* _Excerpt to read_
In the past, Stein et al. could not find any relation between EEC abnormalities and psychosensory symptoms such as derealization, depersonalization, visual or auditory perceptual disturbances and forced thinking [14]. Weilburg et al. reported that they carried out EEG monitoring in 15 patients and found EEG changes during panic attacks, but could not extract any specific symptoms which might be related to EEG abnormalities [22]. Both Stein et al and Weilburg et al expected the existence of clinical symptoms related to EEG abnormalities and tried to investigate them in vain. Their efforts were not successful because number of subjects in their studies was small - 35 and 15 respectively -. In our study the number of subjects was 70, and the following three symptoms were extracted as factors related to EEG abnormalities.
1. Nausea or abdominal distress
One of the mechanisms of this symptom is the direct stimulations of the vomiting center in the medulla. EEG abnormality might be a factor to stimulate the vomiting center, though the relation between the abnormality and nausea cannot be established.
Gibbs & Gibbs reported in 1967 that in cases with paroxysmal slow activities, the occurrence rate of nausea or vomiting is higher than that of a normal subject group [39]. Other than this one, we could not find any other references indicating the direct relationship between EEG abnormality and nausea or abdominal distress. In the gynecology field, it was reported that in pregnant women with hyperemesis gravidarum during the first trimester, the frequency of abnormal EEG findings is significantly higher compared to that in pregnant women with no nausea and vomiting symptoms during pregnancy. These findings were also nonspecific [40]. The EEG abnormality could be evidence that some abnormal changes have occurred in the brain. Subjects with EEG abnormality might be sensitive to nausea.
2. Derealization (feelings of unreality) or depersonalization (being detached from oneself)
Stein et al. proposed the relation of these psychosensory symptoms to EEG abnormalities. However they were not able to clarify significant differences in their study. We considered that significant results could be gotten due to the large number of cases in our study. Edlund reported that four of six patients with atypical panic attacks involving hostility, irritability, severe derealization, and social withdrawal had temporal EEG abnormalities that could not be clearly considered as epilepsy [41].

* _Directions_
• 1. Decide whether each statement below agrees with the passage on EEG abnormalities and symptoms, and answer yes or no for each, quoting the words of the passage that settle it. (a) Weilburg et al. carried out EEG monitoring in 15 patients. (b) The authors' own study had 35 subjects. (c) Gibbs & Gibbs found that nausea or vomiting occurred less often in cases with paroxysmal slow activities than in a normal subject group.
• 2. Pick up the passage on EEG abnormalities and symptoms after its last sentence and continue it.

* _Excerpted records_
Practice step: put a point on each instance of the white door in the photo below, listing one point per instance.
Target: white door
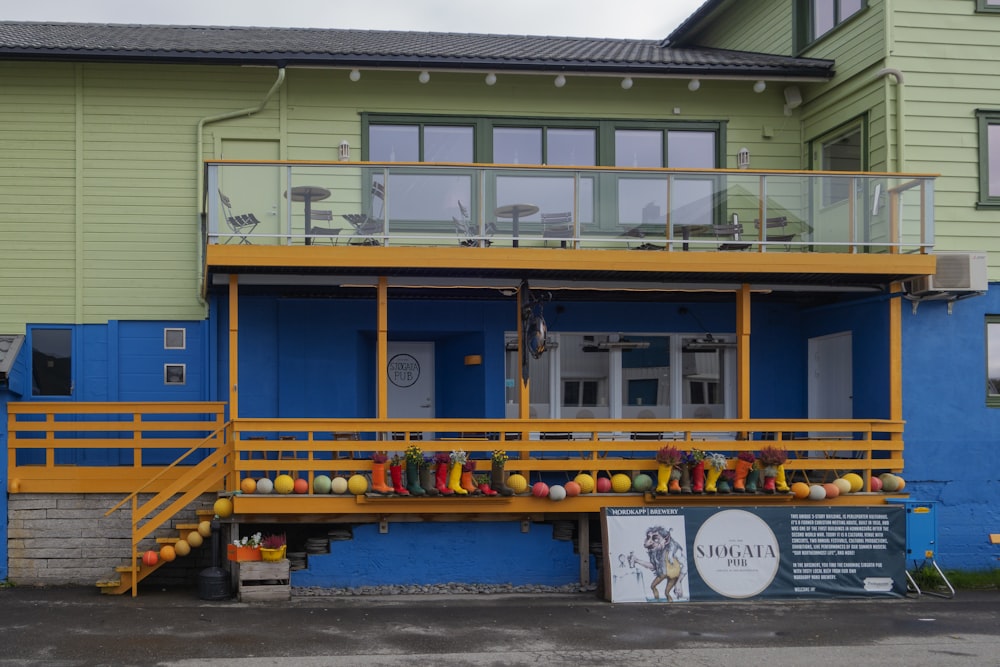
(410, 374)
(254, 190)
(831, 379)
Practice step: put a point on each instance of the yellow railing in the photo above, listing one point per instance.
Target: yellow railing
(46, 441)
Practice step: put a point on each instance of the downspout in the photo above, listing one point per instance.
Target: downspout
(892, 71)
(199, 177)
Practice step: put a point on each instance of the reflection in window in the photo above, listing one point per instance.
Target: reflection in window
(993, 360)
(703, 376)
(646, 378)
(841, 152)
(51, 362)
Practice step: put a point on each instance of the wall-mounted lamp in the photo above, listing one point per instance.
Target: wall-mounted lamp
(793, 97)
(743, 158)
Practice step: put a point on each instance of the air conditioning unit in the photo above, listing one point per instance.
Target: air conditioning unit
(956, 272)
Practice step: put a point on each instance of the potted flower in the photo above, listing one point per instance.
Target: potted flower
(442, 462)
(667, 458)
(744, 464)
(244, 549)
(715, 463)
(458, 458)
(272, 548)
(396, 474)
(379, 459)
(414, 459)
(497, 462)
(772, 461)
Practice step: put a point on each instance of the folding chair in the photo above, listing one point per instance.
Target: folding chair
(242, 225)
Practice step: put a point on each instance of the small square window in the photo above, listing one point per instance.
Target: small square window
(174, 373)
(174, 339)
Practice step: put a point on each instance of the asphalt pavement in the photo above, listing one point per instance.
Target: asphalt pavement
(78, 626)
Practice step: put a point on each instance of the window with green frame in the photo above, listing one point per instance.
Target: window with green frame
(989, 158)
(993, 361)
(552, 142)
(816, 18)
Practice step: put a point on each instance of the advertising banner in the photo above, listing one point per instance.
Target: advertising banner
(681, 554)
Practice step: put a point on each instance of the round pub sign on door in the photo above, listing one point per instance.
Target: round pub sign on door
(403, 370)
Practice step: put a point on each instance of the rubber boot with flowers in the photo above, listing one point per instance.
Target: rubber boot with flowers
(427, 478)
(498, 483)
(378, 473)
(414, 457)
(396, 473)
(666, 458)
(455, 473)
(442, 462)
(744, 463)
(698, 471)
(468, 483)
(771, 459)
(714, 465)
(482, 483)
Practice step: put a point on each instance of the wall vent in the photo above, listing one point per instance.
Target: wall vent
(956, 272)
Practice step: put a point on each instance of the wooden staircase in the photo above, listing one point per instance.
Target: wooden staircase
(122, 582)
(210, 475)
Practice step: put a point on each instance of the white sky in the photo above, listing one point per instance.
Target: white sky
(638, 19)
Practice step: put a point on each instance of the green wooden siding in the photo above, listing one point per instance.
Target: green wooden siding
(948, 53)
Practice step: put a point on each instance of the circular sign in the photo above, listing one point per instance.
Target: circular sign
(403, 370)
(736, 553)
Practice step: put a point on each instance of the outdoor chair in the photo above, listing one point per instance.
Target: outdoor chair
(242, 224)
(368, 227)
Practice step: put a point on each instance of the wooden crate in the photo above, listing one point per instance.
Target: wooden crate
(264, 582)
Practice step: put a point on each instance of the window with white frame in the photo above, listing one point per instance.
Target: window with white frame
(993, 361)
(817, 18)
(989, 158)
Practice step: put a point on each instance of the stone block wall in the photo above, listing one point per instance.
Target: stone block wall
(65, 539)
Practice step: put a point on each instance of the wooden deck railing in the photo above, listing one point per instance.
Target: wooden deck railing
(109, 447)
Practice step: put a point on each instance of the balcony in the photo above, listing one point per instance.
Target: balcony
(450, 205)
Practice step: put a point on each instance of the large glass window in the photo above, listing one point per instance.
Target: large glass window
(626, 376)
(51, 362)
(989, 158)
(993, 360)
(816, 18)
(842, 150)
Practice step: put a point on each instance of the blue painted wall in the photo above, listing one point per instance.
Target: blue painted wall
(952, 438)
(441, 553)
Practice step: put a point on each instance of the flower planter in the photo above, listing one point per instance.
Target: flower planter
(273, 555)
(242, 554)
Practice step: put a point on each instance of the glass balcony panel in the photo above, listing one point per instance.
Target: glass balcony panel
(610, 208)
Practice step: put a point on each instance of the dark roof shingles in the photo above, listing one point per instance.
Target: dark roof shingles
(347, 47)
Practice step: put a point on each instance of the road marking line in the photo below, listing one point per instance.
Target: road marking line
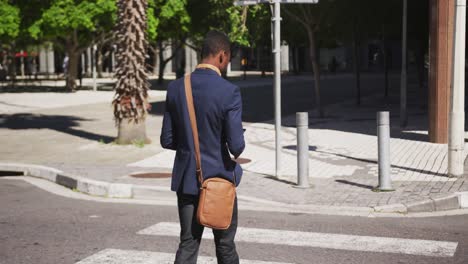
(323, 240)
(119, 256)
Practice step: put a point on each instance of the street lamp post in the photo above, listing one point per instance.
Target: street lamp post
(277, 68)
(456, 140)
(94, 68)
(403, 92)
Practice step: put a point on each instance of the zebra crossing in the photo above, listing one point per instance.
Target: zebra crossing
(376, 244)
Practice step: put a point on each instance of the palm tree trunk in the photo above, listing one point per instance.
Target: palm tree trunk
(99, 58)
(131, 100)
(72, 69)
(316, 69)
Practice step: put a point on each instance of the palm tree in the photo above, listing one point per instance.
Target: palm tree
(131, 90)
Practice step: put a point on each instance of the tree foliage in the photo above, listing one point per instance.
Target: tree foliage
(9, 21)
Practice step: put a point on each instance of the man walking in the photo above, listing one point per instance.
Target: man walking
(218, 110)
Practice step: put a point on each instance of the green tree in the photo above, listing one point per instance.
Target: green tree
(9, 21)
(172, 28)
(312, 18)
(131, 89)
(74, 25)
(9, 29)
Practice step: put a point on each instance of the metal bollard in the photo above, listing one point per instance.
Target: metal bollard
(302, 123)
(383, 135)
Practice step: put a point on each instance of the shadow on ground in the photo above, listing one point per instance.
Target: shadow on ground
(61, 123)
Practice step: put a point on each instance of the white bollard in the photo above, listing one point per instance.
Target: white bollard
(383, 134)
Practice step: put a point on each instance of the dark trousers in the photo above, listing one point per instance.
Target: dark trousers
(191, 234)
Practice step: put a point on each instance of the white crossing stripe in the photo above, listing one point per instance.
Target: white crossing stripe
(324, 240)
(119, 256)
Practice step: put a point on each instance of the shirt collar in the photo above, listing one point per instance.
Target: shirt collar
(209, 66)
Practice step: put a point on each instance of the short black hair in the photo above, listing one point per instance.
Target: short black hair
(214, 42)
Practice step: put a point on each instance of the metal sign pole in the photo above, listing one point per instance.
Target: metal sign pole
(277, 52)
(277, 68)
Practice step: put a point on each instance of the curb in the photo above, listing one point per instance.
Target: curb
(81, 184)
(91, 187)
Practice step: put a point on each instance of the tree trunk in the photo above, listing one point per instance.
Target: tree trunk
(316, 69)
(356, 64)
(162, 63)
(155, 52)
(385, 60)
(131, 101)
(99, 59)
(72, 69)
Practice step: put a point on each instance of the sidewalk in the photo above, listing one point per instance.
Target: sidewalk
(74, 137)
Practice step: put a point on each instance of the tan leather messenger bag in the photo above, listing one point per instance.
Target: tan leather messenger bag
(217, 194)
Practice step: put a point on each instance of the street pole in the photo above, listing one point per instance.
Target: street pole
(302, 125)
(94, 67)
(277, 85)
(457, 112)
(403, 114)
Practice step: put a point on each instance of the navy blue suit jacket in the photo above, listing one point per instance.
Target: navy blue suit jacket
(218, 110)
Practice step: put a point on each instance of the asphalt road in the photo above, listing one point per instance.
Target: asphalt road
(40, 227)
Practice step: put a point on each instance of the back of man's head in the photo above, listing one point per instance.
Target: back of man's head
(214, 42)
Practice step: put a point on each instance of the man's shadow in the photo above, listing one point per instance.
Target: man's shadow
(62, 123)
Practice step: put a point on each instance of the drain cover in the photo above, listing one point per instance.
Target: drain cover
(157, 175)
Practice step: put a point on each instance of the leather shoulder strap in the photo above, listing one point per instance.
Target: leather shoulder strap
(193, 124)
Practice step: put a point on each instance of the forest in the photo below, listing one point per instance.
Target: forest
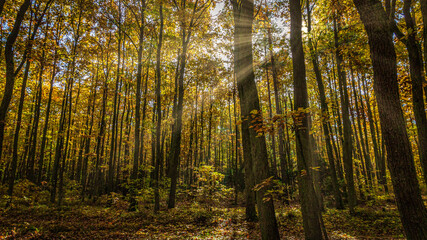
(213, 119)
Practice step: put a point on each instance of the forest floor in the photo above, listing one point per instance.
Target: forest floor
(377, 219)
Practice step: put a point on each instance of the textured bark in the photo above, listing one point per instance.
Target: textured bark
(158, 155)
(347, 131)
(17, 129)
(9, 54)
(399, 154)
(136, 153)
(417, 78)
(251, 113)
(325, 116)
(312, 218)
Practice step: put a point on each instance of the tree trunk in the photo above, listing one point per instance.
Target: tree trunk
(251, 113)
(399, 154)
(347, 131)
(10, 69)
(158, 158)
(312, 218)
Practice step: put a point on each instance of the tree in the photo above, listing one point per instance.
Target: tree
(399, 154)
(250, 109)
(312, 218)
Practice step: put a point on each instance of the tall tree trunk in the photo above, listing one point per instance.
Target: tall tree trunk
(251, 113)
(347, 131)
(158, 158)
(17, 129)
(325, 115)
(9, 54)
(312, 218)
(399, 154)
(136, 153)
(417, 79)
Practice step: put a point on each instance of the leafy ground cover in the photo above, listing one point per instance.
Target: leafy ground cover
(187, 221)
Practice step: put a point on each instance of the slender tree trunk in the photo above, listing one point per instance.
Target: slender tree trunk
(17, 129)
(251, 113)
(9, 54)
(325, 113)
(158, 158)
(417, 79)
(312, 218)
(347, 131)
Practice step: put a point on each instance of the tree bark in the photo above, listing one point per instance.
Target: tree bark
(312, 218)
(251, 113)
(399, 154)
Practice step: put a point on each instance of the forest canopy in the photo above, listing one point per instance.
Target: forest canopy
(221, 119)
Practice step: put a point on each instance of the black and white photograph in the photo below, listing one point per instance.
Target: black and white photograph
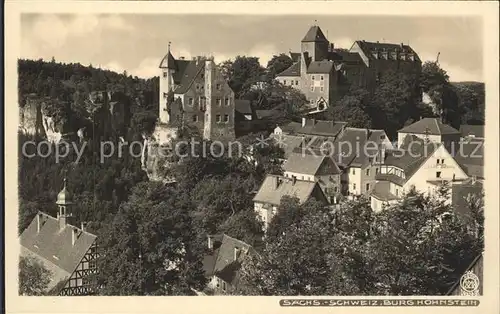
(232, 154)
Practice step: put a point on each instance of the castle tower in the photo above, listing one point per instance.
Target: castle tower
(209, 119)
(315, 44)
(167, 70)
(64, 201)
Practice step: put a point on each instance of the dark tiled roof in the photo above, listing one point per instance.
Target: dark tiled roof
(472, 130)
(271, 192)
(368, 47)
(431, 126)
(470, 156)
(324, 66)
(293, 70)
(221, 261)
(54, 246)
(381, 191)
(168, 61)
(243, 106)
(295, 56)
(314, 34)
(311, 164)
(187, 77)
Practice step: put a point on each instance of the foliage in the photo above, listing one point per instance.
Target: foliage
(34, 278)
(149, 248)
(417, 246)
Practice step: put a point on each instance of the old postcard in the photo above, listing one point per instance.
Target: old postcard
(286, 154)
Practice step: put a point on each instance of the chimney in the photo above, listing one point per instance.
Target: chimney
(38, 222)
(74, 235)
(210, 242)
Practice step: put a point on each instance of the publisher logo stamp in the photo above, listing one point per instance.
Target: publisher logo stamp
(469, 284)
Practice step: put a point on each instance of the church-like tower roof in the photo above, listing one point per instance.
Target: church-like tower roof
(314, 34)
(64, 197)
(168, 62)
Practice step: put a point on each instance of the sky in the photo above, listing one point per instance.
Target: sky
(137, 42)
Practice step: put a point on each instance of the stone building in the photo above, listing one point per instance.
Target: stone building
(324, 73)
(195, 92)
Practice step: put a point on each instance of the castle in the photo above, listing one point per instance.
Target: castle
(194, 92)
(324, 73)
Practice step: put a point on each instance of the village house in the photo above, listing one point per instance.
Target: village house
(315, 168)
(68, 252)
(223, 262)
(195, 92)
(274, 187)
(355, 151)
(324, 73)
(430, 154)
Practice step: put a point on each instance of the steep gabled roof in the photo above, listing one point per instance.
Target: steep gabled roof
(221, 260)
(431, 126)
(293, 70)
(311, 164)
(314, 34)
(275, 187)
(168, 62)
(53, 246)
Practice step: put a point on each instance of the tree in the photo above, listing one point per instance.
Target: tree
(352, 107)
(150, 247)
(34, 278)
(278, 64)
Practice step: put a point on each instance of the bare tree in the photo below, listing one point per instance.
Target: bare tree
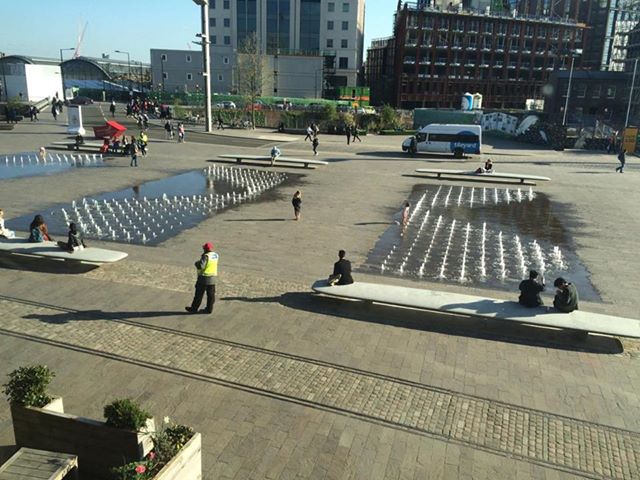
(252, 71)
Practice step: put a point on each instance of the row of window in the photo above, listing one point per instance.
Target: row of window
(332, 7)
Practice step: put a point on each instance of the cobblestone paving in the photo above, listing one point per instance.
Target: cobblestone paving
(589, 449)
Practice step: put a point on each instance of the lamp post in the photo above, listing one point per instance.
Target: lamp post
(633, 84)
(206, 61)
(128, 64)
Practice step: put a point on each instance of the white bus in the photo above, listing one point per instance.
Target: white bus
(444, 138)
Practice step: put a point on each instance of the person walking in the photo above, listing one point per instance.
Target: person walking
(207, 267)
(622, 159)
(296, 201)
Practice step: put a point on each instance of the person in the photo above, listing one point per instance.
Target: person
(296, 201)
(309, 133)
(341, 271)
(275, 153)
(133, 149)
(207, 268)
(566, 299)
(75, 240)
(38, 230)
(622, 160)
(5, 232)
(530, 290)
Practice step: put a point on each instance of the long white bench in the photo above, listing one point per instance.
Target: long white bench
(473, 306)
(483, 176)
(267, 158)
(51, 250)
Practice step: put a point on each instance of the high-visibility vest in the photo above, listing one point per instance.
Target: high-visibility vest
(211, 268)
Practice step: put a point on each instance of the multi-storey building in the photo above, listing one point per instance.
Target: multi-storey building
(442, 52)
(332, 31)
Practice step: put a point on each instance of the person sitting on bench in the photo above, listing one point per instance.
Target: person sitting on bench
(566, 299)
(530, 290)
(341, 271)
(38, 230)
(75, 240)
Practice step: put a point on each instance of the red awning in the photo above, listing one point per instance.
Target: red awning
(111, 129)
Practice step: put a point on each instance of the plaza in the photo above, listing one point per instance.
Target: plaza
(284, 384)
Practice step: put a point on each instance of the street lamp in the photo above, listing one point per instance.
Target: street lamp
(206, 61)
(128, 64)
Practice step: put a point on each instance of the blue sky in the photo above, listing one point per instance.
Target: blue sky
(43, 27)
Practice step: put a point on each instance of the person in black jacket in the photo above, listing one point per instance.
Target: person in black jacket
(530, 290)
(341, 271)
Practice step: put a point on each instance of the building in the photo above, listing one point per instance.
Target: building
(440, 52)
(30, 79)
(177, 70)
(595, 96)
(312, 45)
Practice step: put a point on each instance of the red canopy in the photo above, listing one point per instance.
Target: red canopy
(111, 129)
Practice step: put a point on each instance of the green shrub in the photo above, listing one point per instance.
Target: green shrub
(125, 414)
(27, 386)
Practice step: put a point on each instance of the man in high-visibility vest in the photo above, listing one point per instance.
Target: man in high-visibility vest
(207, 268)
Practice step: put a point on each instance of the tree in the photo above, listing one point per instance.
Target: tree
(252, 72)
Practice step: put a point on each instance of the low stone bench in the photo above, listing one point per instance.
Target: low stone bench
(32, 464)
(51, 250)
(483, 176)
(472, 306)
(267, 158)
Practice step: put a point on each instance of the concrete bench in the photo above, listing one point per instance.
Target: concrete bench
(483, 176)
(51, 250)
(472, 306)
(267, 158)
(32, 464)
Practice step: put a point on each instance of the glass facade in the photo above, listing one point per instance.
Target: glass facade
(278, 21)
(310, 25)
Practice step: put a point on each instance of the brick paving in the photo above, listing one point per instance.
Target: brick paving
(575, 446)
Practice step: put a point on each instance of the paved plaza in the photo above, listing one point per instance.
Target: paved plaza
(284, 384)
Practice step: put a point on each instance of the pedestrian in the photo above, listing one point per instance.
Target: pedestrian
(133, 149)
(207, 267)
(354, 134)
(566, 299)
(296, 201)
(622, 160)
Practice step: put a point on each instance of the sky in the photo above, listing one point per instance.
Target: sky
(35, 28)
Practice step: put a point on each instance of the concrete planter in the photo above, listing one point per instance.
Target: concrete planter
(187, 464)
(98, 446)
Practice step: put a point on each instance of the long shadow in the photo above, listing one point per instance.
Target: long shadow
(448, 324)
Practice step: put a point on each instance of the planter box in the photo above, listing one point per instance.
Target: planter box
(98, 446)
(186, 465)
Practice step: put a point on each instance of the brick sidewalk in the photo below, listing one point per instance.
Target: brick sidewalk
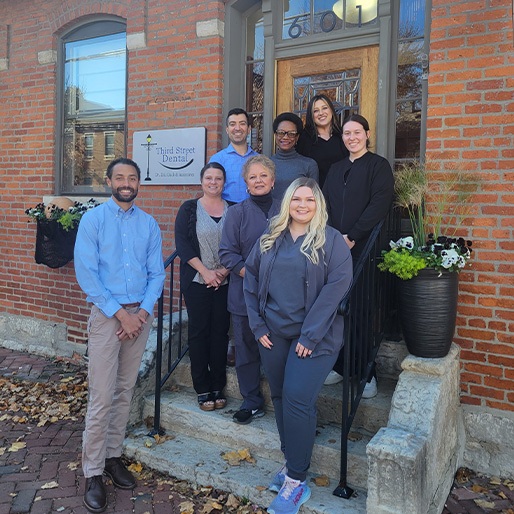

* _Your responses_
• 1.
(a) Yes: "Weilburg et al. reported that they carried out EEG monitoring in 15 patients"
(b) No: "In our study the number of subjects was 70"
(c) No: "the occurrence rate of nausea or vomiting is higher than that of a normal subject group"

• 2.
3. Paresthesias (numbness or tingling sensations)
We could not find any references indicating a direct relationship between EEG abnormality and this symptom. However Ietsugu et al. reported that "Paresthesia," could be good indicator of severe panic attacks [42]. According to Nishimura et al, panic disorder patients with first-degree familial history (FH) are significantly younger at onset, show more symptoms, and have more frequent attacks with paresthesias and chills or hot flashes at first panic attack compared to patients without first degree FH [43]. We think that EEG abnormalities in panic disorder patients might have some relation to physiological predispositions that easily cause panic attacks. Accordingly, paresthesia might be a symptom that suggests EEG abnormality.
Study limitations
Limitations in this study include the following:
1. There was a possibility that the EEG abnormality rate was high in the panic disorder patients in this study, although we can not determine this directly because of a lack of controls. Thus it will be necessary to reinvestigate comparing panic disorder patients and healthy people.
2. We grouped all EEG abnormality findings together and thus we can not refer to relationships between specific symptoms and specific EEG findings. Further studies with a larger number of subjects will be necessary to clarify our findings.